Start of DOCUMENT EXCERPT

# MISSING - Westminster Maryland



## AngelZoo (Aug 24, 2003)

Alshin, my little 5 month old Peach & Cream kitten is missing. 

We are in Westminster which is north west of Baltimore, and only about 15 minutes south of the Penn. state line. If anyone here is from Maryland/PA. Please keep your eyes open. 

Here is his flyer with contact info. 

http://angel.pwnd.org/adoptions/alshin/missing.html


----------



## Ianthe (Jun 7, 2004)

OMG...I am so sorry. I will be praying he comes home safe.


----------



## AddFran (Jul 10, 2004)

Me too.


----------



## Ioana (Jul 12, 2003)

What a fringhtening situation - I strongly hope for you to find him soon - he is such a sweet kitty!
ps maybe suggesting the gender of the kitty will help a little more in finding him - I assumed male :?: but Ashlin sounds rather feminine?


----------



## AngelZoo (Aug 24, 2003)

Ioana; lmao!!! I can't believe I forgot the gender.   

But yes, he's a male. 

At any rate about an hour after I posted this, but several hours after he had been missing I heard his little meow at my door step. I went around posting flyers up all around the complex right before I posted here, so perhaps maybe someone had him or found him and brought him back to my complex. 

There is no where he could have possibly been "hiding" inside the entrance way to the building. 

At either rate I'm soooo glad he's back!

Thanks!


----------



## Ioana (Jul 12, 2003)

Oh thank Goodness - I am so happy for you!!!


----------



## shrubzilla (Jul 29, 2004)

that's very wonderful to hear!!!!


----------



## Ianthe (Jun 7, 2004)

Great news!!!!!!!!!!!!!!


----------

End of DOCUMENT EXCERPT
Start of SUPPLIED MATERIAL

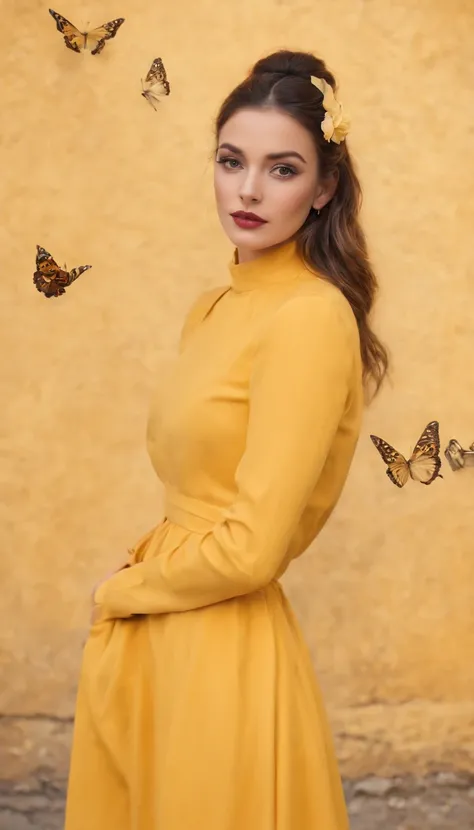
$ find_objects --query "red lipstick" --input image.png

End of SUPPLIED MATERIAL

● WHAT YOU ARE ASKED TO DO:
From the missing-kitten thread above, set down word for word the passage starting with "## AddFran (Jul" and going on through "sounds rather feminine?".

● RESPONSE TO THE TASK:
## AddFran (Jul 10, 2004)

Me too.


----------



## Ioana (Jul 12, 2003)

What a fringhtening situation - I strongly hope for you to find him soon - he is such a sweet kitty!
ps maybe suggesting the gender of the kitty will help a little more in finding him - I assumed male :?: but Ashlin sounds rather feminine?